(Items listed in a dataset)
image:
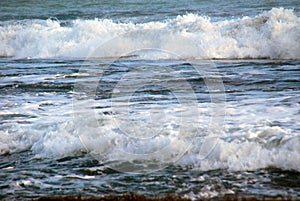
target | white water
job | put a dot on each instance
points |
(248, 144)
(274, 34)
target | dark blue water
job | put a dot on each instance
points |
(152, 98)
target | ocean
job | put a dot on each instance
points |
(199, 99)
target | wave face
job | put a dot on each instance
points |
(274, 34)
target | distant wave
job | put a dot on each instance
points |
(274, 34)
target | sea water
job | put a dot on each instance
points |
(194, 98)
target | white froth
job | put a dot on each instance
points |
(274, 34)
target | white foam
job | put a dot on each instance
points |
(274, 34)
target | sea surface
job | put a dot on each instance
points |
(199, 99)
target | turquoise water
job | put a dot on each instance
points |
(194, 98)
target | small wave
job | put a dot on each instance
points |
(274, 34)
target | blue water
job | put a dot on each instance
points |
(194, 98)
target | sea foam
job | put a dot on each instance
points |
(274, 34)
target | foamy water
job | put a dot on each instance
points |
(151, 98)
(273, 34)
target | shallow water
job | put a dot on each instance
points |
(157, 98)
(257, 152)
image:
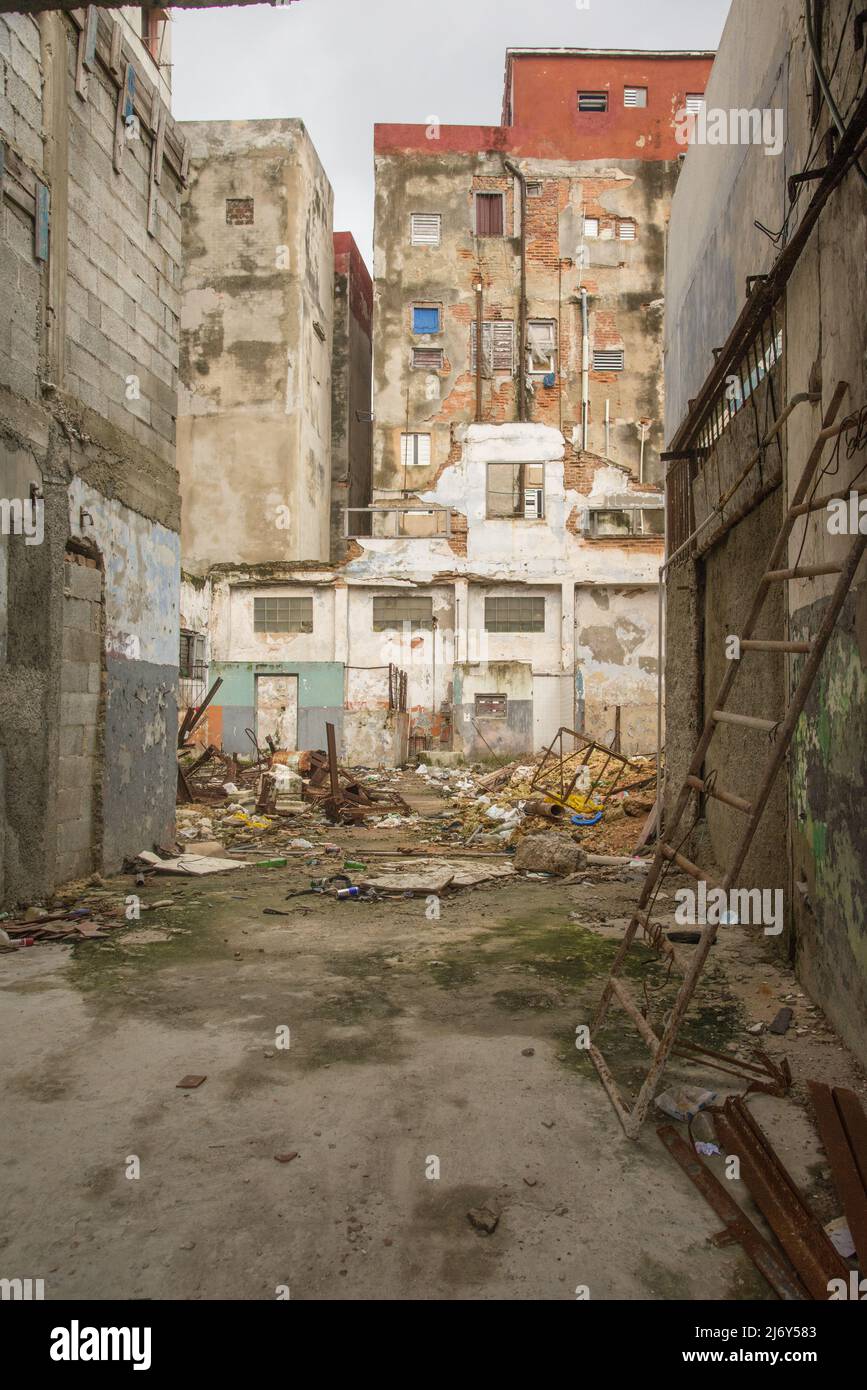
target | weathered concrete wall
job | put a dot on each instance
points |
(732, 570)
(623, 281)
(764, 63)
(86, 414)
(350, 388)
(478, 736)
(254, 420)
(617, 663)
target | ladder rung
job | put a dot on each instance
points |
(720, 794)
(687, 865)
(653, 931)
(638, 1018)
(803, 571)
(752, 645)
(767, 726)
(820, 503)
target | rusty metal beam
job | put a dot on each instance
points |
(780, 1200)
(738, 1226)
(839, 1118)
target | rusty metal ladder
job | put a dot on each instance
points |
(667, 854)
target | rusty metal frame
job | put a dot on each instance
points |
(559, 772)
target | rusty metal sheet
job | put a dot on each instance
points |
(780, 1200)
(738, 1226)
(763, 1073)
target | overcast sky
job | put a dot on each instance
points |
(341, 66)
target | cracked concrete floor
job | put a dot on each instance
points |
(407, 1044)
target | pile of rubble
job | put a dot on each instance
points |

What needs to be done:
Considering only lines that contain the word "white", say how many there are in the data, with no other text.

Result for this exercise:
3